§ **EXERCISE INSTRUCTIONS**: An exact copy is needed of each line from the one including "Element lookup — where exactly is the red" through the last line of the entries, both ends counted, with nothing added.

=== INFORMATION GIVEN ===

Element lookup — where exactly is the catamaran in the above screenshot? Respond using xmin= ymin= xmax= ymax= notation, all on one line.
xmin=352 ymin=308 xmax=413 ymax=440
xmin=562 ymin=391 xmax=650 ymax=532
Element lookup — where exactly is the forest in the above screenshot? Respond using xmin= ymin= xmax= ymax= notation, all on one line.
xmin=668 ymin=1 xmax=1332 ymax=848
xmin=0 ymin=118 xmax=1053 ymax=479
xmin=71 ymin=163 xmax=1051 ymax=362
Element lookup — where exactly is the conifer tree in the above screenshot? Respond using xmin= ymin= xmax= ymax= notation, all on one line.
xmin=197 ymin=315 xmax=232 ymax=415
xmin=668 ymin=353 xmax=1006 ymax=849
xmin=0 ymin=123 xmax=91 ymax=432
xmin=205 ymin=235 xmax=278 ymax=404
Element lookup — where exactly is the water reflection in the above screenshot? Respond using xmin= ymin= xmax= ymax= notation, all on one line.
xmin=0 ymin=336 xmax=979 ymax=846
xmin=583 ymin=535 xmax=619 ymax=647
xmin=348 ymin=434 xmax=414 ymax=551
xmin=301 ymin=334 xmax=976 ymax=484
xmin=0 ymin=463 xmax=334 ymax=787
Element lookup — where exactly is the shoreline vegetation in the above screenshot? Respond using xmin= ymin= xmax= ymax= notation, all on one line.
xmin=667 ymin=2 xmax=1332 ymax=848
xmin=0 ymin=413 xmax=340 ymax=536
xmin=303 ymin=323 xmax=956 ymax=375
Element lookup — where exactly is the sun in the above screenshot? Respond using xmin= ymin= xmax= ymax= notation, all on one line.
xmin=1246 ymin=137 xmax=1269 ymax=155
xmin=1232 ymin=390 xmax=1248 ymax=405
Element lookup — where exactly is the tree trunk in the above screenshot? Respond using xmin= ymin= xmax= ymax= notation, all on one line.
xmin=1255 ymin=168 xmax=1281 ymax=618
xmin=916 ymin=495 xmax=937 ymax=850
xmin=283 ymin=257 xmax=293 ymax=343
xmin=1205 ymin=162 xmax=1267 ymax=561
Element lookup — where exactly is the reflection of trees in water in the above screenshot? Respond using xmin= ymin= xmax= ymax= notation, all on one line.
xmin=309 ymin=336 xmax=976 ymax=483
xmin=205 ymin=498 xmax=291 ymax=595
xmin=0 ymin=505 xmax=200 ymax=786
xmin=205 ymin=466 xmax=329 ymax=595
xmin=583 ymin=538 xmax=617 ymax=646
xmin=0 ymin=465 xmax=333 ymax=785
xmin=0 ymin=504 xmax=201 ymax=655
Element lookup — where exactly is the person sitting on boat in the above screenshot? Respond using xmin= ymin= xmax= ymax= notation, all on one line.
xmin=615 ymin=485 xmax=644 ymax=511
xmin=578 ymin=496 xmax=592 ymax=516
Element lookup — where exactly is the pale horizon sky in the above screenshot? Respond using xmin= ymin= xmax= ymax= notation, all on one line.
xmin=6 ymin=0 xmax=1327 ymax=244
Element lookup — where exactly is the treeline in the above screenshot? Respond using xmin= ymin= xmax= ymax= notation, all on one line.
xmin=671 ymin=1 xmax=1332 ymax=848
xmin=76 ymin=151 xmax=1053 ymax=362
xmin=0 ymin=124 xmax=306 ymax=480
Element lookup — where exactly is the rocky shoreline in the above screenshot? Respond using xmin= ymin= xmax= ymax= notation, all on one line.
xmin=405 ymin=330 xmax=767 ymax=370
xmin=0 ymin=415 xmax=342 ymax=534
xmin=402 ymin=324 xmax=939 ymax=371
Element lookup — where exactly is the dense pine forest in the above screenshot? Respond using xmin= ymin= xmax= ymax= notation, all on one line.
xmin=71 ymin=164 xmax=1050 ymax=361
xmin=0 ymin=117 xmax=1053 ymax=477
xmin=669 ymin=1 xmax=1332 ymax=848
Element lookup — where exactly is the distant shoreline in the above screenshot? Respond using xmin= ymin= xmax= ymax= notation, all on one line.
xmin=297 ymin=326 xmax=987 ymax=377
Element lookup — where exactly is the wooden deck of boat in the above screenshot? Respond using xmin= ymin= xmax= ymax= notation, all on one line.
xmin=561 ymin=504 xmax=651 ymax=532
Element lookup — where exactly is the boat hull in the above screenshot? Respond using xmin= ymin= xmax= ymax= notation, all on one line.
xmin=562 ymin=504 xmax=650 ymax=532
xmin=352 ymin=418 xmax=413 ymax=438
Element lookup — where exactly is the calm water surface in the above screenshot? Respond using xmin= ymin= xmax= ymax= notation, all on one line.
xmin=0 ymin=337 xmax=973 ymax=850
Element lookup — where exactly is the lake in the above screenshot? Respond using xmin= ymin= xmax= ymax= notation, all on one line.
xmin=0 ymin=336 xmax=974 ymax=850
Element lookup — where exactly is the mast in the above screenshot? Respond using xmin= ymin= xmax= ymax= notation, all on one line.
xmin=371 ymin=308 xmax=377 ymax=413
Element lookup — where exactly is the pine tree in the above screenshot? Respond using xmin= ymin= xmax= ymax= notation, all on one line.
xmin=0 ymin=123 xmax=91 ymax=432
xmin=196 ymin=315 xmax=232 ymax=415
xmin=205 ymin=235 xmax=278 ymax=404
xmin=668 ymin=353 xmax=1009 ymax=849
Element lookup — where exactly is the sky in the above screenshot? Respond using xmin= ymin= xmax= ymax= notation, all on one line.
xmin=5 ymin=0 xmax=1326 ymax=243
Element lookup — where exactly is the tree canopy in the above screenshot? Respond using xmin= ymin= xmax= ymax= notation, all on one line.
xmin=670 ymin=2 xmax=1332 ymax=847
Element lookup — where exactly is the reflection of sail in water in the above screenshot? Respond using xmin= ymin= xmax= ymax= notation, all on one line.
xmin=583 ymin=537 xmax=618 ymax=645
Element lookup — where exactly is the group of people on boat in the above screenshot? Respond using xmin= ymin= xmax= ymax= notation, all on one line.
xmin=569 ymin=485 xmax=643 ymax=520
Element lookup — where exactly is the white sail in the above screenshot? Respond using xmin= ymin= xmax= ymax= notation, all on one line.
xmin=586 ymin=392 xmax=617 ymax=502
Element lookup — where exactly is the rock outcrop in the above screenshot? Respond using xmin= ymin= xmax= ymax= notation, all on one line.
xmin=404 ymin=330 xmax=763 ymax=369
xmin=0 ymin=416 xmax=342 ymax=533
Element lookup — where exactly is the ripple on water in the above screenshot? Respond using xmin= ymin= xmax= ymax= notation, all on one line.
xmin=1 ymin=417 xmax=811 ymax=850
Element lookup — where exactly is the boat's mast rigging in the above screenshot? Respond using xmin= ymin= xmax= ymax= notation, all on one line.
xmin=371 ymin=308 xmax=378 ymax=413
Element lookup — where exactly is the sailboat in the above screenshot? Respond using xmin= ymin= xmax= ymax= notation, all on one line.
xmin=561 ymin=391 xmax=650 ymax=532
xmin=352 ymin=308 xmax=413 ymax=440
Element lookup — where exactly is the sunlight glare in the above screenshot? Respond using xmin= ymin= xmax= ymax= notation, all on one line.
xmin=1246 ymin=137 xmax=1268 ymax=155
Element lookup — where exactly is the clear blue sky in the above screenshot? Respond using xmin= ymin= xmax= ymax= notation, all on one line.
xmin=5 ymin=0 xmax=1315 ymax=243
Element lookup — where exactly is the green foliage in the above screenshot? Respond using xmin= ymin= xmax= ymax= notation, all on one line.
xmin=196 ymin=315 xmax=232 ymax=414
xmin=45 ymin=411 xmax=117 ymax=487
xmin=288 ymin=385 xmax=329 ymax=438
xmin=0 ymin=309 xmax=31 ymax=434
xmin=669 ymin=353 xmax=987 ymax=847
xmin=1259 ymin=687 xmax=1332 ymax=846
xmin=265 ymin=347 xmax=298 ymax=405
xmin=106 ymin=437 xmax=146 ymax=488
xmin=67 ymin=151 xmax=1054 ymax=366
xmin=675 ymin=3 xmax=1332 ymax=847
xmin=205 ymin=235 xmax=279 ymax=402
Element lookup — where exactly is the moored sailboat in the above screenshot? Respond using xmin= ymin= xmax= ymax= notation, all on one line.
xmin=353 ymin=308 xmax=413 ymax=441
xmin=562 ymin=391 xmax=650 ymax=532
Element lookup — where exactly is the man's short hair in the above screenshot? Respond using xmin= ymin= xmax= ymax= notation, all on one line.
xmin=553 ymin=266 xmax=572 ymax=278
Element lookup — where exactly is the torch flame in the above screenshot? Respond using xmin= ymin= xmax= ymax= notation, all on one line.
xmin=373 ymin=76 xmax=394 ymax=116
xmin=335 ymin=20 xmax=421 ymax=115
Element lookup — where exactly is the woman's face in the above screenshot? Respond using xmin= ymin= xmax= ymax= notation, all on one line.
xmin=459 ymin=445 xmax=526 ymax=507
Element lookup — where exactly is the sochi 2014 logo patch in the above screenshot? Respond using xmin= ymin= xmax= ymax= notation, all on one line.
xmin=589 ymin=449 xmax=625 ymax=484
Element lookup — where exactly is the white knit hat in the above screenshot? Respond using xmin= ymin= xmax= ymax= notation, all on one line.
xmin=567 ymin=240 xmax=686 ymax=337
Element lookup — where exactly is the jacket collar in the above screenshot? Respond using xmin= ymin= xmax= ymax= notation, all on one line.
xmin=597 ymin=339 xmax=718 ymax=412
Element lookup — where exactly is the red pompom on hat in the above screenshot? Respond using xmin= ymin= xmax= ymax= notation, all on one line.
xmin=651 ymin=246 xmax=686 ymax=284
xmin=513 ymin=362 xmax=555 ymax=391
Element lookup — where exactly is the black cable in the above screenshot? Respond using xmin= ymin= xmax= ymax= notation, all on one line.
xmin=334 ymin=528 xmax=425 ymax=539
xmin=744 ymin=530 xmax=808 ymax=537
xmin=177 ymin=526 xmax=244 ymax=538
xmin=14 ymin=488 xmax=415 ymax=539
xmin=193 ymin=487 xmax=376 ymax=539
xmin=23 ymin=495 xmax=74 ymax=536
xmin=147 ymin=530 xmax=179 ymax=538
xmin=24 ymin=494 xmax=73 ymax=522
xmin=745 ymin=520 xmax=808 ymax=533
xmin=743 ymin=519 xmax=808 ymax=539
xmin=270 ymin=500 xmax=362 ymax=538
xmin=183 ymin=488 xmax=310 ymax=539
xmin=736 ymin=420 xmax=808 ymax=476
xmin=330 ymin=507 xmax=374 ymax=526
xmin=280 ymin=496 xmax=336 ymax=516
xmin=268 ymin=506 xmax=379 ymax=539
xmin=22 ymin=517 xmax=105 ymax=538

===

§ **WORKED SOLUTION**:
Element lookup — where exactly is the red pompom on hat in the above screenshot? Respond using xmin= ymin= xmax= ymax= notation, all on one line.
xmin=651 ymin=246 xmax=686 ymax=284
xmin=513 ymin=362 xmax=555 ymax=391
Element lookup — where exactly is the black cable in the above screenshot? Respond using xmin= ymin= xmax= ymax= notation, all on one line.
xmin=334 ymin=528 xmax=425 ymax=539
xmin=744 ymin=530 xmax=808 ymax=537
xmin=177 ymin=526 xmax=244 ymax=538
xmin=14 ymin=488 xmax=415 ymax=539
xmin=193 ymin=487 xmax=376 ymax=539
xmin=23 ymin=495 xmax=74 ymax=536
xmin=147 ymin=530 xmax=179 ymax=538
xmin=24 ymin=494 xmax=73 ymax=522
xmin=745 ymin=520 xmax=808 ymax=533
xmin=743 ymin=519 xmax=808 ymax=539
xmin=270 ymin=500 xmax=362 ymax=538
xmin=183 ymin=488 xmax=310 ymax=539
xmin=736 ymin=420 xmax=808 ymax=476
xmin=330 ymin=507 xmax=374 ymax=526
xmin=280 ymin=496 xmax=336 ymax=516
xmin=268 ymin=506 xmax=379 ymax=539
xmin=22 ymin=517 xmax=105 ymax=538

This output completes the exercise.